#### Supplied records:

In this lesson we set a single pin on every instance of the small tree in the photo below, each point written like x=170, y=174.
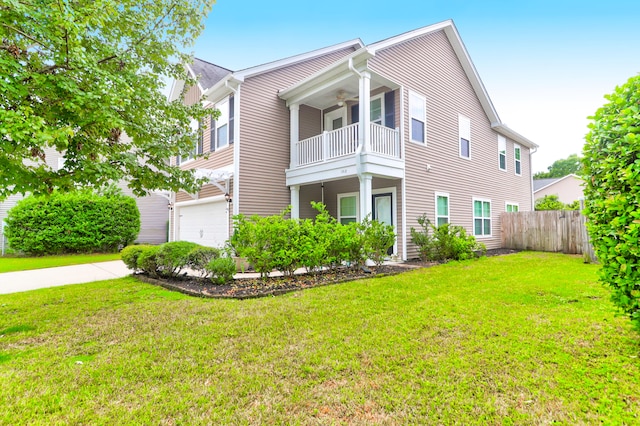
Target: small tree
x=612, y=191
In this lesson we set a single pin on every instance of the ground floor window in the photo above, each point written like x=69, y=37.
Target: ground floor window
x=481, y=217
x=442, y=208
x=347, y=208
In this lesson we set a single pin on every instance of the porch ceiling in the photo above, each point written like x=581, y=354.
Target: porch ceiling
x=321, y=90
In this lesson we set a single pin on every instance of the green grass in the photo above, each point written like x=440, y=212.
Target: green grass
x=11, y=264
x=528, y=338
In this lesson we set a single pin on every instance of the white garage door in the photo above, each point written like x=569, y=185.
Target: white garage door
x=205, y=224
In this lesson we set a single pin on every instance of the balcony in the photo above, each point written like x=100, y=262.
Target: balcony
x=344, y=142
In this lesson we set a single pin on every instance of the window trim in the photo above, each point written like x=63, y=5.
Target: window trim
x=348, y=195
x=424, y=117
x=437, y=216
x=473, y=213
x=382, y=116
x=464, y=133
x=517, y=162
x=511, y=203
x=502, y=141
x=223, y=120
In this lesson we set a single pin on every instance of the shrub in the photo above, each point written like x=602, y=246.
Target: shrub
x=378, y=238
x=199, y=257
x=612, y=173
x=147, y=261
x=221, y=270
x=77, y=222
x=130, y=255
x=448, y=242
x=172, y=257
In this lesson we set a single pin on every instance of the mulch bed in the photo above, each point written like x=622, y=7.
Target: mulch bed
x=248, y=288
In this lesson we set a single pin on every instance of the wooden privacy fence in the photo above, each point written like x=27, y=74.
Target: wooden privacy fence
x=556, y=231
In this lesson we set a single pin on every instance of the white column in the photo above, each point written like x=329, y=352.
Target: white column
x=365, y=195
x=294, y=112
x=295, y=201
x=365, y=114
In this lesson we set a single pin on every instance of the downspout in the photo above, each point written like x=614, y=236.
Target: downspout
x=235, y=204
x=531, y=152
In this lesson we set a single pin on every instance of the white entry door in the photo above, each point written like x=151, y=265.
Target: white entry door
x=383, y=210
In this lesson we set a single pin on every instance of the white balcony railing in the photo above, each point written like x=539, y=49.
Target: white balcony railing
x=344, y=141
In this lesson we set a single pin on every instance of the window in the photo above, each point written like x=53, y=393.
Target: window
x=502, y=152
x=481, y=218
x=195, y=126
x=347, y=208
x=376, y=110
x=442, y=208
x=222, y=125
x=418, y=117
x=464, y=133
x=517, y=155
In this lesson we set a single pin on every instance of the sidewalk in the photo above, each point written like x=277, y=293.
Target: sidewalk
x=13, y=282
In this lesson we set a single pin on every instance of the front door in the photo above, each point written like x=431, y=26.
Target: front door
x=383, y=210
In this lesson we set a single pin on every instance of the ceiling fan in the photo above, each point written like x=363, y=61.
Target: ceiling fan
x=343, y=96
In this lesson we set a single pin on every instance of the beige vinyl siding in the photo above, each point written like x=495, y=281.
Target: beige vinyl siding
x=264, y=136
x=428, y=66
x=310, y=122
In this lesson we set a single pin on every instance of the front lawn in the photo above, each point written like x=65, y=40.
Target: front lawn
x=11, y=263
x=528, y=338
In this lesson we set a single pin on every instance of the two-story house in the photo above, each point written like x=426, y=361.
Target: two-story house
x=395, y=129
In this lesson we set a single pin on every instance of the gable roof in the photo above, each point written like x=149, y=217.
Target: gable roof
x=539, y=184
x=448, y=27
x=209, y=74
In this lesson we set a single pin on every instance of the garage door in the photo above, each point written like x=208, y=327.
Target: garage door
x=205, y=224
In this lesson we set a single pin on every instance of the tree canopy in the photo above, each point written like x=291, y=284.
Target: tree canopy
x=561, y=168
x=612, y=191
x=86, y=78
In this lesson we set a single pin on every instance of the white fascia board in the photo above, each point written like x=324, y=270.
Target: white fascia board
x=401, y=38
x=329, y=74
x=513, y=135
x=222, y=88
x=270, y=66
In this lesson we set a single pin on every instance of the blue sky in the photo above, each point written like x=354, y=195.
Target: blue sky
x=546, y=64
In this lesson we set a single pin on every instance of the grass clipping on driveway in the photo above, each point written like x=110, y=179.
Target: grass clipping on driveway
x=528, y=338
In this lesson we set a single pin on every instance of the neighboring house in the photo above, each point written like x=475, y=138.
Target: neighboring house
x=154, y=212
x=568, y=188
x=395, y=129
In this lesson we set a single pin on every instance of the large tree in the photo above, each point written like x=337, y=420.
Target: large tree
x=86, y=78
x=561, y=168
x=612, y=191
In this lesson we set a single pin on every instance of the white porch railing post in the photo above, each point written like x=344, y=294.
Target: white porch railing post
x=325, y=147
x=294, y=112
x=365, y=114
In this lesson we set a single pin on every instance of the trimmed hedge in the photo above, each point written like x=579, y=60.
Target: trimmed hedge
x=77, y=222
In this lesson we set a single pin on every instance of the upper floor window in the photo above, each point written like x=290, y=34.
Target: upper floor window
x=517, y=155
x=442, y=208
x=481, y=217
x=418, y=118
x=502, y=152
x=197, y=149
x=464, y=135
x=376, y=110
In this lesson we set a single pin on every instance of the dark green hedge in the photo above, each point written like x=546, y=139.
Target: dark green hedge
x=78, y=222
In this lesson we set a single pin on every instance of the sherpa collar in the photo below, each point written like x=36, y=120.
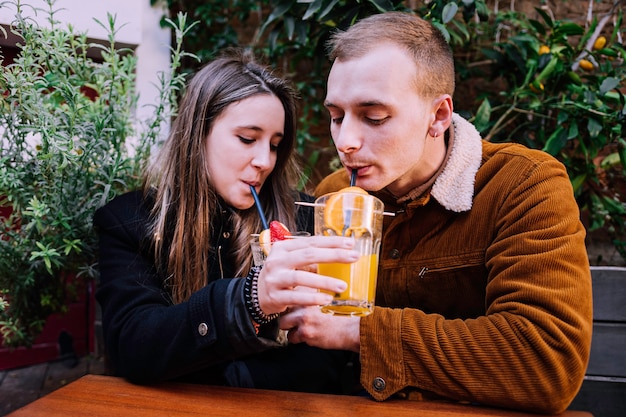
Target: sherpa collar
x=454, y=187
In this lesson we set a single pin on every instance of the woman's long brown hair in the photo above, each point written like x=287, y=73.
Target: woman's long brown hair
x=186, y=200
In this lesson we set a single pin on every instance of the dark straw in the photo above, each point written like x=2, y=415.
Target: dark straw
x=258, y=206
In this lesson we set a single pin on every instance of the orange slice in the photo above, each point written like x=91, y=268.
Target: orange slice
x=334, y=215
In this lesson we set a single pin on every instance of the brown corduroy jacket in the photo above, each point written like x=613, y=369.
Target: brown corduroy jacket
x=484, y=287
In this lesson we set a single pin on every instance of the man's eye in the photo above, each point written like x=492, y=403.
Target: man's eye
x=377, y=121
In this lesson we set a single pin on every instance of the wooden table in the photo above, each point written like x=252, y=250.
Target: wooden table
x=97, y=395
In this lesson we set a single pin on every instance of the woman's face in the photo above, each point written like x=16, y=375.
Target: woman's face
x=242, y=147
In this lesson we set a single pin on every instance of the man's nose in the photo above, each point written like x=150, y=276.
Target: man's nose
x=348, y=136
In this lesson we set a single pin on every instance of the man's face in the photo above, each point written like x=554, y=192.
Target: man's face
x=379, y=123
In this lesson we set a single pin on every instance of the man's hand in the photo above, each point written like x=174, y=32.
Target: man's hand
x=326, y=331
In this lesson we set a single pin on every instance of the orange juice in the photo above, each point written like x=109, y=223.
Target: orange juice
x=353, y=213
x=358, y=298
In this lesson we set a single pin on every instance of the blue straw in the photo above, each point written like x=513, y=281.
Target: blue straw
x=258, y=206
x=353, y=177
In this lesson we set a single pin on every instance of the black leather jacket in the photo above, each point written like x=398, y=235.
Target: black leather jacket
x=207, y=339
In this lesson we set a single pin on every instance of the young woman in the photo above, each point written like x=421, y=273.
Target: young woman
x=169, y=255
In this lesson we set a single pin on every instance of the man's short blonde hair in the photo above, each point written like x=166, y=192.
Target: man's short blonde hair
x=432, y=54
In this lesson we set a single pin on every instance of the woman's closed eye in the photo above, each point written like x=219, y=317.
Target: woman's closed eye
x=376, y=121
x=247, y=141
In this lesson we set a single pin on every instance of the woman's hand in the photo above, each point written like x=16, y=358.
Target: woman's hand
x=291, y=264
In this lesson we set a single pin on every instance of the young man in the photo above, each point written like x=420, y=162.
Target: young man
x=484, y=288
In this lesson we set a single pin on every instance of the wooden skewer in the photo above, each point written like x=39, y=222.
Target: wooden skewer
x=304, y=203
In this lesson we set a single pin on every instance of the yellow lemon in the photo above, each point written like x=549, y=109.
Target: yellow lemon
x=586, y=65
x=599, y=43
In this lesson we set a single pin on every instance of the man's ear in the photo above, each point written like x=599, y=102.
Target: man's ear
x=441, y=116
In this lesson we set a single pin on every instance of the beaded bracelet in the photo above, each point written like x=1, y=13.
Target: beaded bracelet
x=251, y=296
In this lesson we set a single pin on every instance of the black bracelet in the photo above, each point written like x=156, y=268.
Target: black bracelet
x=251, y=296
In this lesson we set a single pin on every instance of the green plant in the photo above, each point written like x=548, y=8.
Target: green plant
x=561, y=89
x=69, y=143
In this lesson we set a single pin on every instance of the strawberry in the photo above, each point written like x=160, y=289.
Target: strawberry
x=278, y=231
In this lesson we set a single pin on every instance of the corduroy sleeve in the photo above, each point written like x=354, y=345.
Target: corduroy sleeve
x=530, y=349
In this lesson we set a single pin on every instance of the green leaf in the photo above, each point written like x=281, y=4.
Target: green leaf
x=578, y=182
x=612, y=206
x=608, y=84
x=556, y=141
x=328, y=9
x=569, y=29
x=545, y=16
x=483, y=114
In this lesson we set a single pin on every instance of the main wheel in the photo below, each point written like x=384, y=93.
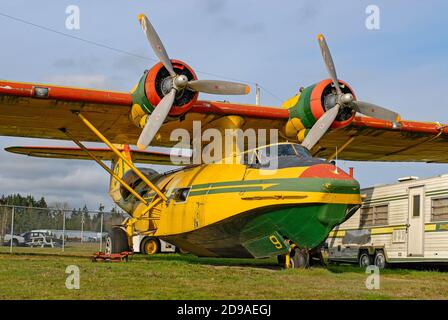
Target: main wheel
x=150, y=246
x=380, y=259
x=300, y=259
x=117, y=242
x=364, y=260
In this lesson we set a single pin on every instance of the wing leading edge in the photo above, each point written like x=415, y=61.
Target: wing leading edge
x=40, y=111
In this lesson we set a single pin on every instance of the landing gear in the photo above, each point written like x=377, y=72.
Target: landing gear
x=296, y=259
x=150, y=246
x=299, y=259
x=117, y=242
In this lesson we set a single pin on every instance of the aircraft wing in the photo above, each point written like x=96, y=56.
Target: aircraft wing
x=25, y=112
x=105, y=154
x=40, y=111
x=370, y=139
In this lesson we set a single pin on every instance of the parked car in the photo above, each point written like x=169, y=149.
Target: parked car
x=17, y=240
x=41, y=239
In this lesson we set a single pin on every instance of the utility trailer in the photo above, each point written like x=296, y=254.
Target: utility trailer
x=146, y=244
x=400, y=223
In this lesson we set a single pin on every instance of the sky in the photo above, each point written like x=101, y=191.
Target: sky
x=401, y=66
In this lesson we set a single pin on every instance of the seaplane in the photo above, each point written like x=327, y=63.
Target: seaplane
x=242, y=207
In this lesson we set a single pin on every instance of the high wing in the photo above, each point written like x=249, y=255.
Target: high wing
x=105, y=154
x=25, y=112
x=371, y=139
x=40, y=111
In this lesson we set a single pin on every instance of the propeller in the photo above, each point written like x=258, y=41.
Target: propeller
x=179, y=83
x=341, y=100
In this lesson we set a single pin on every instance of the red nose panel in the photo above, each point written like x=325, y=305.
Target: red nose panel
x=327, y=171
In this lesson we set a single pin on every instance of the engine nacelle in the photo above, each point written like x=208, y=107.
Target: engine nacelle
x=154, y=85
x=311, y=104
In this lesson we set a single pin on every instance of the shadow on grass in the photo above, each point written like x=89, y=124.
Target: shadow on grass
x=269, y=264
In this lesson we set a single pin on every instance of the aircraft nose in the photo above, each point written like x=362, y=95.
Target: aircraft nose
x=326, y=171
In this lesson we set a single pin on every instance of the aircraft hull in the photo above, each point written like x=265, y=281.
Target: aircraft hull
x=261, y=233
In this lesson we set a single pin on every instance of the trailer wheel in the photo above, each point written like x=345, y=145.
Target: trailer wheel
x=300, y=259
x=364, y=259
x=118, y=241
x=150, y=245
x=380, y=259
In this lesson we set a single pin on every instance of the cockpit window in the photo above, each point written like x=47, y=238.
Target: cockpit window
x=263, y=156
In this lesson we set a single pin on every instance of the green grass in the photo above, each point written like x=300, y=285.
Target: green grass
x=25, y=276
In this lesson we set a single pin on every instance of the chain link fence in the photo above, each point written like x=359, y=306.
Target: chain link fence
x=31, y=229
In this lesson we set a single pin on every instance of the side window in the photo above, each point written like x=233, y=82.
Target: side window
x=439, y=209
x=374, y=216
x=181, y=194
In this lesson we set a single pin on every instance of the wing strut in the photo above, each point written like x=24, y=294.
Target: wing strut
x=118, y=153
x=101, y=163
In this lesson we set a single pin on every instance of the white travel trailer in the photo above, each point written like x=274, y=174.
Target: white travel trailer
x=405, y=222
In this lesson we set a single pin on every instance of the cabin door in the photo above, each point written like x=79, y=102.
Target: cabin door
x=416, y=221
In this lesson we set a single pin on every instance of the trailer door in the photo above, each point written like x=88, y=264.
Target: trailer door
x=416, y=225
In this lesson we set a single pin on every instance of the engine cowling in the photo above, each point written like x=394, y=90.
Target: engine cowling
x=311, y=104
x=154, y=85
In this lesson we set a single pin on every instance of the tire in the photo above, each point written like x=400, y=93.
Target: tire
x=380, y=260
x=300, y=259
x=150, y=246
x=118, y=241
x=364, y=259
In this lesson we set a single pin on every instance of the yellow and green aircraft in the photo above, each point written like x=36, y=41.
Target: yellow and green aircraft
x=240, y=208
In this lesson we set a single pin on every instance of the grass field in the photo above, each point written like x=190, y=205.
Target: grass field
x=41, y=275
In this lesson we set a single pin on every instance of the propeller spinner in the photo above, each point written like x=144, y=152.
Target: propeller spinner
x=178, y=83
x=341, y=100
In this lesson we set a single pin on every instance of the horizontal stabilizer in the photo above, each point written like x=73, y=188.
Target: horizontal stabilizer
x=149, y=157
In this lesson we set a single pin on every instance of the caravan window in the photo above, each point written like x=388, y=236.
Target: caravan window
x=374, y=216
x=439, y=209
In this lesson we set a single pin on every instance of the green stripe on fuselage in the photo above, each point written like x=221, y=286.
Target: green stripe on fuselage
x=291, y=184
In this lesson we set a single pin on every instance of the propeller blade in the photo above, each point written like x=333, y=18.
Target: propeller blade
x=219, y=87
x=375, y=111
x=156, y=119
x=156, y=43
x=320, y=127
x=329, y=62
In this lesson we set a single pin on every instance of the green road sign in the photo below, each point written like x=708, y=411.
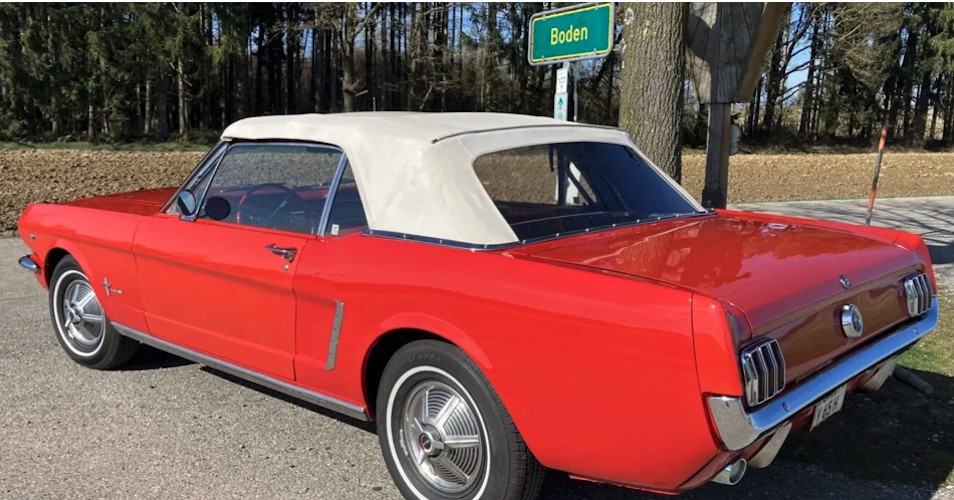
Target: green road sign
x=572, y=33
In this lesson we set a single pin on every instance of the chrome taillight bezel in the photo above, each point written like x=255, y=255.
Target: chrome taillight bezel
x=763, y=371
x=918, y=293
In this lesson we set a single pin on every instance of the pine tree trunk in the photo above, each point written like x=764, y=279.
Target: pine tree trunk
x=183, y=111
x=772, y=85
x=651, y=93
x=162, y=109
x=147, y=110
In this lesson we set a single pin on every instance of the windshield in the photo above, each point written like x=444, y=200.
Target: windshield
x=547, y=190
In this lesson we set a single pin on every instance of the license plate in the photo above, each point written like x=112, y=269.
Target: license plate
x=828, y=406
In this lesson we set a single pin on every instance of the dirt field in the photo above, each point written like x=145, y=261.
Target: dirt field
x=28, y=176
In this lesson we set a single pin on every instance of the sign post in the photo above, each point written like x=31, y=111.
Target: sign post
x=569, y=34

#### What to work on:
Repeat exactly the lines from the start of the entries down to the line with "like x=569, y=185.", keeping both ends but none of the pictures.

#### Solution to the problem:
In this lesson we set a single pin on every instance of the small tree in the photo below, each point written like x=170, y=174.
Target: small tree
x=612, y=191
In this lesson we set a single pin on every instance of the ground floor window in the photo above, each point written like x=69, y=37.
Target: ground floor window
x=481, y=217
x=442, y=208
x=347, y=208
In this lesson we set a single pin on every instance of the porch ceiling in the photo above, each point written like x=581, y=354.
Target: porch ceiling
x=321, y=90
In this lesson we set a single pin on every instance of the green grass in the photo above, each point written like x=440, y=212.
Target: green grass
x=11, y=264
x=528, y=338
In this lesson we set a single pin on every instance of the white garage door in the photo above, each point written like x=569, y=185.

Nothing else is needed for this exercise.